◆ **YOUR GOAL**: You are to retype exactly the line with "TARGET = brick wall" and every line after it in the entries below.

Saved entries

-*-*-

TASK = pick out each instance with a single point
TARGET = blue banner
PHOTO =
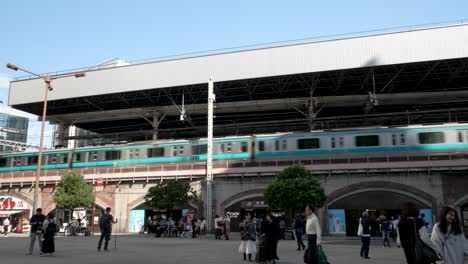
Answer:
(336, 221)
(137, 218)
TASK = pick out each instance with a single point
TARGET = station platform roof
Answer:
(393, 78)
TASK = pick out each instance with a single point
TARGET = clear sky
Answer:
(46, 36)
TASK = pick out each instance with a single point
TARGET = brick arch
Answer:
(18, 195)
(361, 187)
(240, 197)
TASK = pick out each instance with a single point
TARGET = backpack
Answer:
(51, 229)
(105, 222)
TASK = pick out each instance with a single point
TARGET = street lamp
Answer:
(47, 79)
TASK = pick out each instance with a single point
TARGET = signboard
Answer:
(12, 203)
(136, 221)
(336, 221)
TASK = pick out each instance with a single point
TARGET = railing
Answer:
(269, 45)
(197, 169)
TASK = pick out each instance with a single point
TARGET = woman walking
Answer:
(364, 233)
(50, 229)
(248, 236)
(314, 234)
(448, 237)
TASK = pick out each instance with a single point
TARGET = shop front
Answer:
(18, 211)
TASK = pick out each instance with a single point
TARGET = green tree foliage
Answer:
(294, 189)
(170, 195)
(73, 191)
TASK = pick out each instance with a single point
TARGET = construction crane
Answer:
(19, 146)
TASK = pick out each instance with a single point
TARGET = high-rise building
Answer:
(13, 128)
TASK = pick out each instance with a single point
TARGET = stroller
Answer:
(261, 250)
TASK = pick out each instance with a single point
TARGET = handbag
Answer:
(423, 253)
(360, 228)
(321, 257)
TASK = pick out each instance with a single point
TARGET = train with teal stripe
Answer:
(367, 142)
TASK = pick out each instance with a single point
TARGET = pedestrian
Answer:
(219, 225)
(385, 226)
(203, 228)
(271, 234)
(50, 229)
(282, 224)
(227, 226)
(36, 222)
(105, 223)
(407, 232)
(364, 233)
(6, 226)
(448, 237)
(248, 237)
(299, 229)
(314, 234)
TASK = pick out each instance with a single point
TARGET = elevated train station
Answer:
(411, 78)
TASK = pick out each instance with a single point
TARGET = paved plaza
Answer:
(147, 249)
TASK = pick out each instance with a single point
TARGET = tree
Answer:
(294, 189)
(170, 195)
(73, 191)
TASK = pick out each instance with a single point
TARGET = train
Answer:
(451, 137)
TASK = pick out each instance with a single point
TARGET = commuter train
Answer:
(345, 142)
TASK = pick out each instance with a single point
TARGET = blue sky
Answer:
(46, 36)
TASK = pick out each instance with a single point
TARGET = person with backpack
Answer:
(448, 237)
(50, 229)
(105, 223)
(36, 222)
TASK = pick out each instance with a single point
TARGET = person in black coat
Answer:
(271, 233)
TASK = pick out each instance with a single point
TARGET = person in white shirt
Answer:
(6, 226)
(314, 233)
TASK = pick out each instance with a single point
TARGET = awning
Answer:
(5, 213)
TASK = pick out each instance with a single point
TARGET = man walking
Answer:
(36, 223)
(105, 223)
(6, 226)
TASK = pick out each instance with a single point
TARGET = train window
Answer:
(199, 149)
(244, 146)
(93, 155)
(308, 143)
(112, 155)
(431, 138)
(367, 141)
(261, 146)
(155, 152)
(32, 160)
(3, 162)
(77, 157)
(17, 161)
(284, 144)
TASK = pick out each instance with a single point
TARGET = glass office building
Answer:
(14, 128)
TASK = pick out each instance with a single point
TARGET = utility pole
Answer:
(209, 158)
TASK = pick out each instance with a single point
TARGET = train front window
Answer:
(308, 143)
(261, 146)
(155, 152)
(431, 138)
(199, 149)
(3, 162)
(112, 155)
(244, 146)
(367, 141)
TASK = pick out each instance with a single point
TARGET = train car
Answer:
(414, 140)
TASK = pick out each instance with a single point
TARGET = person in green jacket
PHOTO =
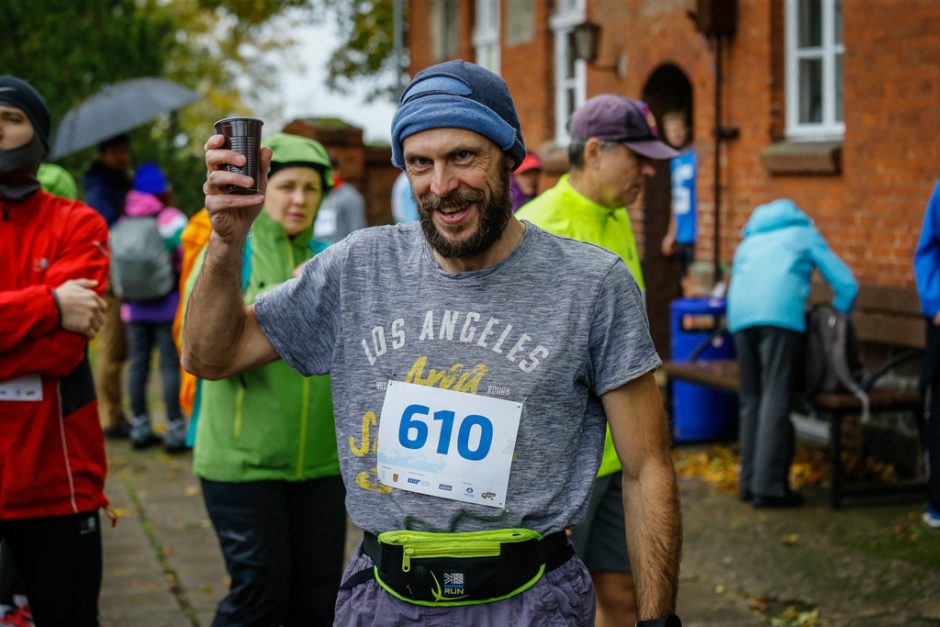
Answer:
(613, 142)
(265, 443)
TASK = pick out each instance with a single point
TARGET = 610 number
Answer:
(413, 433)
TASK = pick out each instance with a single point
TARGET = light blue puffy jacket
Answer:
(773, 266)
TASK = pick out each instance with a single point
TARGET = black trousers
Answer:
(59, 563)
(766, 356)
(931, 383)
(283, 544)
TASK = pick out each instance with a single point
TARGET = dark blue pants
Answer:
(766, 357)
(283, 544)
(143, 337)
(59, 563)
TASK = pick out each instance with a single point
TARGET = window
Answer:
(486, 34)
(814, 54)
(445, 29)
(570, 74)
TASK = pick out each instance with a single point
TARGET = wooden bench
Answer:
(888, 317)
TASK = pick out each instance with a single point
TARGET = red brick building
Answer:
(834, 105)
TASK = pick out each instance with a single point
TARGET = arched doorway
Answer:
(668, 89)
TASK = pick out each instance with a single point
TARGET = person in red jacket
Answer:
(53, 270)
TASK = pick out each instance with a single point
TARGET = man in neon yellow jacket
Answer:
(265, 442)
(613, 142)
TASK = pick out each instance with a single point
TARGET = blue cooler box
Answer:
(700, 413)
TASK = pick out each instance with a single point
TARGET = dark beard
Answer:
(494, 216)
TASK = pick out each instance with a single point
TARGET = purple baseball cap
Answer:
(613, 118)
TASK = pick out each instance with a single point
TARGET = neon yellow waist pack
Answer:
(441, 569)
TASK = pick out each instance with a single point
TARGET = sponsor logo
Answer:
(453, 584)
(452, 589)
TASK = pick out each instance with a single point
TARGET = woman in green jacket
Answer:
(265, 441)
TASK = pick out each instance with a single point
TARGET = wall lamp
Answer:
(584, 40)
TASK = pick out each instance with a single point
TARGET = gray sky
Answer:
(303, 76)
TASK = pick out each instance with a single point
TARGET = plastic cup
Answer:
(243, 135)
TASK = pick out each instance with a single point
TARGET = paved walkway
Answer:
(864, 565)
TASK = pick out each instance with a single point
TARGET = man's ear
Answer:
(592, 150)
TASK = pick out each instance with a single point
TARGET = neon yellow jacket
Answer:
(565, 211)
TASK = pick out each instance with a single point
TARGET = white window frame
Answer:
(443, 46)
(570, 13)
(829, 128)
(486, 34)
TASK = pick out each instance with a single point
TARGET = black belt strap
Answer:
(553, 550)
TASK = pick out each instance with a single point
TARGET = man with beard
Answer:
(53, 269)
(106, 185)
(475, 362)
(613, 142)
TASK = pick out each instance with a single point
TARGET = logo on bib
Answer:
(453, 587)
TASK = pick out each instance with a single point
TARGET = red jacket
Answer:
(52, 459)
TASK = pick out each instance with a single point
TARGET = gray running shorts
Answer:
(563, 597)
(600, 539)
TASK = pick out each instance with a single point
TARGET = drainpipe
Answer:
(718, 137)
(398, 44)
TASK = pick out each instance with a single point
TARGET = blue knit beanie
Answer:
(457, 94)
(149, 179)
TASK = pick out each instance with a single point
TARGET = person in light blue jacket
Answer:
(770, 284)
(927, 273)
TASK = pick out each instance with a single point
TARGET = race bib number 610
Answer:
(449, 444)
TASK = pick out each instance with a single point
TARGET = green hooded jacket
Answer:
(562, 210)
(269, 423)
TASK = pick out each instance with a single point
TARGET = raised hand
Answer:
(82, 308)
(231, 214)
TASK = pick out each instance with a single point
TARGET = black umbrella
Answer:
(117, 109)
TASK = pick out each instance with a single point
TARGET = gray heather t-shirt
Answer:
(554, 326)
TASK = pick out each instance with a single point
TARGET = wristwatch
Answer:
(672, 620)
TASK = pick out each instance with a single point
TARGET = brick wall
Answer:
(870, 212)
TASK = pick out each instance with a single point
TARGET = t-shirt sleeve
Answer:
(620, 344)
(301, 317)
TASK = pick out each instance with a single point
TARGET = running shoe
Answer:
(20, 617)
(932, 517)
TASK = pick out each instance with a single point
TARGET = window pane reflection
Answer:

-*-*-

◆ **EXPECTED ANSWER**:
TARGET = brick wall
Answer:
(870, 212)
TASK = pick out each instance with a single point
TARGET = t-shirt sleeve
Answer:
(620, 344)
(301, 317)
TASK = pick out each instance with a single point
TARGET = running shoe
Answer:
(20, 617)
(932, 517)
TASK = pick out each instance with a single point
TARGET = window pane reflection
Answer:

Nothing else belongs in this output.